Aufgaben.
A) Gib aus dem Forumsthread über Mountainbike-Touren im Schwalm-Eder-Kreis den Abschnitt unverändert wieder, der mit den Worten "Wir lieben dein" beginnt und mit "ich nur empfehlen!" endet.
B) Führe den Forumsthread über Mountainbike-Touren im Schwalm-Eder-Kreis im Anschluss an seinen letzten Satz weiter.

Textauszug.
§

# MTBler/in Schwalm-Eder Kreis (Melsungen)



## cokee (23. Februar 2015)

Hallo zusammen,

ist hier jemand aus dem Schwalm-Eder Kreis?
Ich selbst wohne in Melsungen und hätte Lust mal ein paar gemeinsame Touren zu fahren.

Gruß
Constantin


----------



## MTBmarkoT (26. Februar 2015)

Na da will ich mal hier rufen.
in und um Kassel gibt es sehr viele tolle Trails. 
Edersee ist auch immer gut.
Wir fahren regelmäßig am Wochenende gerne auch längere Strecken.
Wir sind aus Borken und Umgebung.


----------



## MTB-News.de




----------



## DHJack (27. Februar 2015)

Ich bin aus Wabern und oft in den Wäldern richtung Melsungen unterwegs. Bin die letzten Jahre Downhill gefahren und nach ner längeren Pause seit nem halben Jahr Enduro...bin also noch nicht so super fit. MTBmarko haben wir uns auf der Ederbrücke in Fz getroffen (YT capra)?
Gruß Jens


----------



## MTBmarkoT (28. Februar 2015)

Cool dann hast du meinen Buddy Stefan getroffen!!! 
Wir lieben dein Bike!!
Beim mir steht dieses Jahr auch mehr Enduro auf dem Plan (Enduro One) 
Sonst Nordhessen Cup ein paar ausgewählte Tagesevents und nen Etappenrennen  (MTB TROPHY Beskidy)

Zur Zeit gibt's eben viele eher langweilige Touren um den Fitnessstand  wieder herzustellen!
Aber ab und an auch ein paar geile Touren in Kassel. Die sind sehr Enduro lastig und spaßig.
Kann ich nur empfehlen!
Wenn du Facebook hast suche mal Marko Trutschel. Dann kann ich dich gerne über Ausflüge informieren. Fahre zur Zeit meist mit meiner Perle und die ist auch recht zügig unterwegs!


----------



## TREK_er (21. Mai 2015)

Hi,
komme auch aus dem Schwalm Eder Kreis,aus Niedenstein und fahre gerne längere Touren. 
Würde mich freuen wenn wir mal zusammen fahren würden. 
Damit ich auchmal die Enduro lastigen Touren um Kassel kennen lerne  oder einfach andere geile spaßige Touren.

Gruß Stefan


----------



## MTBmarkoT (21. Mai 2015)

Für interessierte und Personen mit Urlaub zu Pfingsten. Am Mittwoch den 27.05. starten wir mit 4 Mann die Urwaldsteig Befahrung. Ca 66km 1500hm 
Trails stellenweise s3s4  (je nach Sichtweise)
Von Forstautobahn bis extrem tollen Abfahrten alles dabei.
Start 9.00 Uhr am Zündstoff in Hemfurth


----------



## TREK_er (21. Mai 2015)

Hört sich gut an. Vllt bekomm ich ja am Mittwoch nen Tag Urlaub dann komm ich gerne mit.

Gruß Stefan


----------



## musiclust (28. Mai 2015)

Moin,

gibt es davon einen GPS Track wen ja  könntest du mir diesen zur Verfügung stellen?

§

Bereitgestellte Angaben.
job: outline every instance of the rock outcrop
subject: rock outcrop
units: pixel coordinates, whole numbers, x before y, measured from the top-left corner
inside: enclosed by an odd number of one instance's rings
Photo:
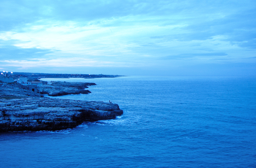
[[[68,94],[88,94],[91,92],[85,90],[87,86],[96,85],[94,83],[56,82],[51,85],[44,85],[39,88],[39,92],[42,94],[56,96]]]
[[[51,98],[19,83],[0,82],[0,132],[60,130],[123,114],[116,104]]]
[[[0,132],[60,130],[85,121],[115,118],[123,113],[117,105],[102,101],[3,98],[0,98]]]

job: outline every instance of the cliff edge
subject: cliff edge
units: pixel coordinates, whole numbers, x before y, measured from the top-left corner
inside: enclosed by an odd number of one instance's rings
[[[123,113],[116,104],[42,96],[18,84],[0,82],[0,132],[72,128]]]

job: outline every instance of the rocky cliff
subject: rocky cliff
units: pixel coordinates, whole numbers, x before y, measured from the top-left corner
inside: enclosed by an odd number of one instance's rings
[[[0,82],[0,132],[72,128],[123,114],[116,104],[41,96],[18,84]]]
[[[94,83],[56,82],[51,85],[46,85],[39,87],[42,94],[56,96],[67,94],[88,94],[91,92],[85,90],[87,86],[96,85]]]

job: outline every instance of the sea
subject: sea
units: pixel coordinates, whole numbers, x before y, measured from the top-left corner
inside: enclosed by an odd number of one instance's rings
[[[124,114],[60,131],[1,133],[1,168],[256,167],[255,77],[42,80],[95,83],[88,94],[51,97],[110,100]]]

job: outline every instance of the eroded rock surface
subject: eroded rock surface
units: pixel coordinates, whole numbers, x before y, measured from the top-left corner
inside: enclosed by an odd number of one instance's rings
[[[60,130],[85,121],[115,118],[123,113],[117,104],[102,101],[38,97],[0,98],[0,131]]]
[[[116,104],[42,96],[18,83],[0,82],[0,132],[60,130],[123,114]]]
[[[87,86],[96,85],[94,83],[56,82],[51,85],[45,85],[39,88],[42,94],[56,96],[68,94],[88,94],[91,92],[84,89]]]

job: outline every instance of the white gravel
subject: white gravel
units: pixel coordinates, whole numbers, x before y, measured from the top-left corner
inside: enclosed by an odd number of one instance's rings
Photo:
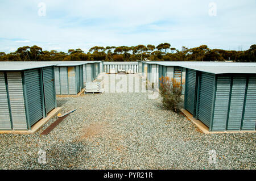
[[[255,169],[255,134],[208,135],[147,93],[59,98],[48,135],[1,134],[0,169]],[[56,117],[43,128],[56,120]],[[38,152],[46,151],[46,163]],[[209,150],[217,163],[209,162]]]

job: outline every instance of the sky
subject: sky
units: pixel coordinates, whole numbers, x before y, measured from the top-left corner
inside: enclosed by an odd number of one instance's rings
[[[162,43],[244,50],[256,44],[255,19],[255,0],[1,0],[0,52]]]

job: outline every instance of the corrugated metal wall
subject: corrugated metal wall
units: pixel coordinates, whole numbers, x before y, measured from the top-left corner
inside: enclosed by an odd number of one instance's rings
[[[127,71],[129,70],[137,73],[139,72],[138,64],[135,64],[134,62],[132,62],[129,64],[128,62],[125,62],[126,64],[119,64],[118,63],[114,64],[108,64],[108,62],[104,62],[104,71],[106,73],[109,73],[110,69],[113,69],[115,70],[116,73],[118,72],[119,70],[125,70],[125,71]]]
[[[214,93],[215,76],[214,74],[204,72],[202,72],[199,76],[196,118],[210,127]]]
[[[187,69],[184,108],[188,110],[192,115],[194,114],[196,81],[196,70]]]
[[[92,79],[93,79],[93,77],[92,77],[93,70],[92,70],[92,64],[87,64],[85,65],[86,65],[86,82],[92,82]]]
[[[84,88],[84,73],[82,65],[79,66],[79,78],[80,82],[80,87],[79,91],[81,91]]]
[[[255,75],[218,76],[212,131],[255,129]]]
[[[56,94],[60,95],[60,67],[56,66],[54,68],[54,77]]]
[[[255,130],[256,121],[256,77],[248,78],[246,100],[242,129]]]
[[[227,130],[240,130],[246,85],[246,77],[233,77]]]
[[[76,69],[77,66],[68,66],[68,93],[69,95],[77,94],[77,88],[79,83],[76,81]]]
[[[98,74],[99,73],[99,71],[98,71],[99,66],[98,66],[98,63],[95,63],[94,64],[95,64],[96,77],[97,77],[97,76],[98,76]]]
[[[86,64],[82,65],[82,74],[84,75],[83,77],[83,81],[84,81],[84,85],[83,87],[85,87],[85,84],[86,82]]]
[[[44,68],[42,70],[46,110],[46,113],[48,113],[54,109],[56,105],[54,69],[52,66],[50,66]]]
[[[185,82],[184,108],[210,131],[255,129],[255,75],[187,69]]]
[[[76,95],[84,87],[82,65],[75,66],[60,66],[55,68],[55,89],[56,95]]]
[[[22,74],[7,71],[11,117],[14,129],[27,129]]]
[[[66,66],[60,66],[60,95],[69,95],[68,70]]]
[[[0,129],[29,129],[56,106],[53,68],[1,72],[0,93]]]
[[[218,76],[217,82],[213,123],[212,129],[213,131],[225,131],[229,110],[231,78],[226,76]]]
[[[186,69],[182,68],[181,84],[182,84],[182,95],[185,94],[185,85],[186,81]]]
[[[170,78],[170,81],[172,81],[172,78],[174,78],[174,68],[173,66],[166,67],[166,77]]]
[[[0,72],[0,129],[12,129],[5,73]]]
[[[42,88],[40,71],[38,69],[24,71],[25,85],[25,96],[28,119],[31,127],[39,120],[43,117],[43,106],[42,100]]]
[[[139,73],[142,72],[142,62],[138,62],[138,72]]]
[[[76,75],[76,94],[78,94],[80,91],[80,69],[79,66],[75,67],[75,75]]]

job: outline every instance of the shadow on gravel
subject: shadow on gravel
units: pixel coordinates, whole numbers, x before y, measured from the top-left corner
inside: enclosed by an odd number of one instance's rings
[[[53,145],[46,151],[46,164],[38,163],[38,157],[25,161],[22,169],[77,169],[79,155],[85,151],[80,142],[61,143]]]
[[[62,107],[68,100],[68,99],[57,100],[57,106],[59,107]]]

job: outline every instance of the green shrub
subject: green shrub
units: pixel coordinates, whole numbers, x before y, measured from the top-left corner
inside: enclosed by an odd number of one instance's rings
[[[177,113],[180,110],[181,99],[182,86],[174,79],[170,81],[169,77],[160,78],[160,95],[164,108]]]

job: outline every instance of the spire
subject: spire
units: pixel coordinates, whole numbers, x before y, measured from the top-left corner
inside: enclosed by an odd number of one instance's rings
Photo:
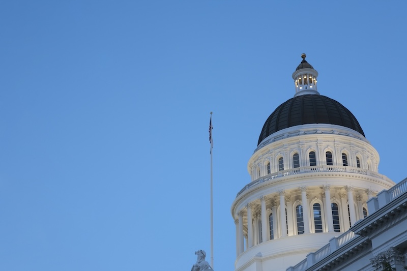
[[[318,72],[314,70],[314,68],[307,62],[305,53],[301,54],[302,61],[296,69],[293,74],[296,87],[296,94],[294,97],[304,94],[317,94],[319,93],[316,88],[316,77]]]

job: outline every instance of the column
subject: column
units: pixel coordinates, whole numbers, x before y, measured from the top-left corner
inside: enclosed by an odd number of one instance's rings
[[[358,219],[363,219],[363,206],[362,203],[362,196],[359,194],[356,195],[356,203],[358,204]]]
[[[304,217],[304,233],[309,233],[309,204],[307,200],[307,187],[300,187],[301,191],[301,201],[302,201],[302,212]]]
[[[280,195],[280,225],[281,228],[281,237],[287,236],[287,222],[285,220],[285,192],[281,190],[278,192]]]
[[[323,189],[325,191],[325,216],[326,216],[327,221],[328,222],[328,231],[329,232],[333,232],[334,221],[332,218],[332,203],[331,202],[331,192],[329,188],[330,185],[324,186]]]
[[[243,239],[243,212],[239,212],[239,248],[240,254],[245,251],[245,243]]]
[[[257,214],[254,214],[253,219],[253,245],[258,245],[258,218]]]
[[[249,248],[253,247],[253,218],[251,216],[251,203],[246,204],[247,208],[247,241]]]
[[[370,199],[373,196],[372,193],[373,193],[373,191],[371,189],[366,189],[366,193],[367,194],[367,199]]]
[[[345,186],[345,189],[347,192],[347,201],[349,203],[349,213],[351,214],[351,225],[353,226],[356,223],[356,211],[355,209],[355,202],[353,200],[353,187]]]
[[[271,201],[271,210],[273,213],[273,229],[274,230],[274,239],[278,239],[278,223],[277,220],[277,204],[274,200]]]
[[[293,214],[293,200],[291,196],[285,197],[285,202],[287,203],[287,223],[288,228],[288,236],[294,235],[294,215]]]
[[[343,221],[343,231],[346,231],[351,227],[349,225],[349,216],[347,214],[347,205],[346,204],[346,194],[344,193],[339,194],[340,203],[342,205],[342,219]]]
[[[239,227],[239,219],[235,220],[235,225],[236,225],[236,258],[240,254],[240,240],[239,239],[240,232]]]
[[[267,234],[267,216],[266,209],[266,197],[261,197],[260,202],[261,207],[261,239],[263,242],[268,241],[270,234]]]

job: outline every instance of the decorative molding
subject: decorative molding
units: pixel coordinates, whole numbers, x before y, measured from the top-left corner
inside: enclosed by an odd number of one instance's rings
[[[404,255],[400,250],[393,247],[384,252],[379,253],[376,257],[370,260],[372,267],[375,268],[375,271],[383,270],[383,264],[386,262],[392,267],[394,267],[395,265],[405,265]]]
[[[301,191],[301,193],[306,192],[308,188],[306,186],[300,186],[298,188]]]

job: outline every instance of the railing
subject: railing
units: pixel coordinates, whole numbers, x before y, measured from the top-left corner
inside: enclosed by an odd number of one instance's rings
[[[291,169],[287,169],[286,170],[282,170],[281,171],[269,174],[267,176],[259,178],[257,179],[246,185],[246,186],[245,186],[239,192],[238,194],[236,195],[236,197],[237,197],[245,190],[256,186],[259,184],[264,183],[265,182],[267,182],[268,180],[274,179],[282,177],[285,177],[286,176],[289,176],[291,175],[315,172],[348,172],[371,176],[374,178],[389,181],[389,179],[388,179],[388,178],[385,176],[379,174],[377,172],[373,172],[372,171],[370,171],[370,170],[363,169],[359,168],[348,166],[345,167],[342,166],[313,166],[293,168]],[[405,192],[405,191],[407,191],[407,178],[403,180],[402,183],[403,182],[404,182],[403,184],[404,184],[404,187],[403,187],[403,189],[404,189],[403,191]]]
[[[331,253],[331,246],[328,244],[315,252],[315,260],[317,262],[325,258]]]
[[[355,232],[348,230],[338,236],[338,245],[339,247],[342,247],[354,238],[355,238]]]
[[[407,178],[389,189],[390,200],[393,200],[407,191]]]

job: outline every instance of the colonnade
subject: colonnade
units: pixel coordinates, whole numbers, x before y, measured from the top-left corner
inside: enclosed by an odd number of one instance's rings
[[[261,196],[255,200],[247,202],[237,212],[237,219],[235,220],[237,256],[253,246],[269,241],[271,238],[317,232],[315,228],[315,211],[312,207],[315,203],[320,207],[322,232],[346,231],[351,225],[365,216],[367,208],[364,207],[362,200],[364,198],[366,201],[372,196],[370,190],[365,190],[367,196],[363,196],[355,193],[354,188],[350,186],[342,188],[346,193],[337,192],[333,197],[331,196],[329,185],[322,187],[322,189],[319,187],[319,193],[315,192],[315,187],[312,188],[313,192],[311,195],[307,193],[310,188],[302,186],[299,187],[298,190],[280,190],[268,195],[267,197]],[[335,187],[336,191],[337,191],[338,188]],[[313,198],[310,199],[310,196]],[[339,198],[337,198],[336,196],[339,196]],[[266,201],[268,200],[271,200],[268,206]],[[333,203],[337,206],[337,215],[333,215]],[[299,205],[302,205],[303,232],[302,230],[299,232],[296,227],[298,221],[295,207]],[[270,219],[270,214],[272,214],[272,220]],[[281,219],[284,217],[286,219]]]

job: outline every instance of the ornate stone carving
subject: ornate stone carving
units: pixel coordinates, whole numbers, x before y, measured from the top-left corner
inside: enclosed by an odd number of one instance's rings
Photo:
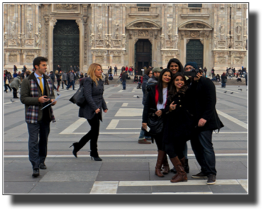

§

Lösungen.
A)
Wir lieben dein Bike!!
Beim mir steht dieses Jahr auch mehr Enduro auf dem Plan (Enduro One) 
Sonst Nordhessen Cup ein paar ausgewählte Tagesevents und nen Etappenrennen  (MTB TROPHY Beskidy)

Zur Zeit gibt's eben viele eher langweilige Touren um den Fitnessstand  wieder herzustellen!
Aber ab und an auch ein paar geile Touren in Kassel. Die sind sehr Enduro lastig und spaßig.
Kann ich nur empfehlen!

B)
Gruß

  musiclust


----------



## MTBmarkoT (28. Mai 2015)

Auf Gpsies.com Urwaldsteig suchen. Ist nichts für unbegabte Fahrer. Man sollte locker 80km und 2000hm fahren können. Sonst macht es keine Freude.
Wir hatten diesmal wieder jemanden an Bord der sich total überschätzt hat. Da wird es sehr schnell gefährlich.


----------



## musiclust (29. Mai 2015)

Danke, sollte von der Kondition und der Technik her schon passen, da ich solche Touren schon des öfteren absolviert habe.


----------



## MTBmarkoT (17. Juli 2015)

am 13.09. wollen wir mal wieder den Urwaldsteig befahren. bis jetzt ca 10 Teilnehmer


----------



## MTB-News.de




----------



## MTBmarkoT (17. August 2015)

Hier ein Einblick in die letzte Testfahrt

Urwaldsteig... Eine Begnegnung der dritten Art  http://biker-in-love.blogspot.com/2015/08/urwaldsteig-eine-begnegnung-der-dritten.html


----------



## MTBmarkoT (19. September 2015)

am Wochenende findet in Sontra ein 24h Rennen statt. Fals mal jemand vorbei kommen mag.
Wir starten dort nicht aber zum anfeuern usw. kann man ja mal aufschlagen


----------



## cschaeff (21. September 2015)

MTBmarkoT schrieb:


> Hier ein Einblick in die letzte Testfahrt
> 
> Urwaldsteig... Eine Begnegnung der dritten Art  http://biker-in-love.blogspot.com/2015/08/urwaldsteig-eine-begnegnung-der-dritten.html


Urwaldsteig am besten GEGEN den Uhrzeigersinn, dann kann man mehr fahren (meine Erfahrung, bin ihn bislang 2 x in jede Richtung gefahren).


----------



## cschaeff (21. September 2015)

MTBmarkoT schrieb:


> am Wochenende findet in Sontra ein 24h Rennen statt. Fals mal jemand vorbei kommen mag.
> Wir starten dort nicht aber zum anfeuern usw. kann man ja mal aufschlagen


Waren als 4-er Team dabei. Schöne Veranstaltung, super organisiert, familiäre Atmosphäre, tolle Strecke.
Ist schon eine besondere Stimmung, nachts um 4 Uhr mit den ganzen anderen Glühwürmchen um die Wette zu fahren...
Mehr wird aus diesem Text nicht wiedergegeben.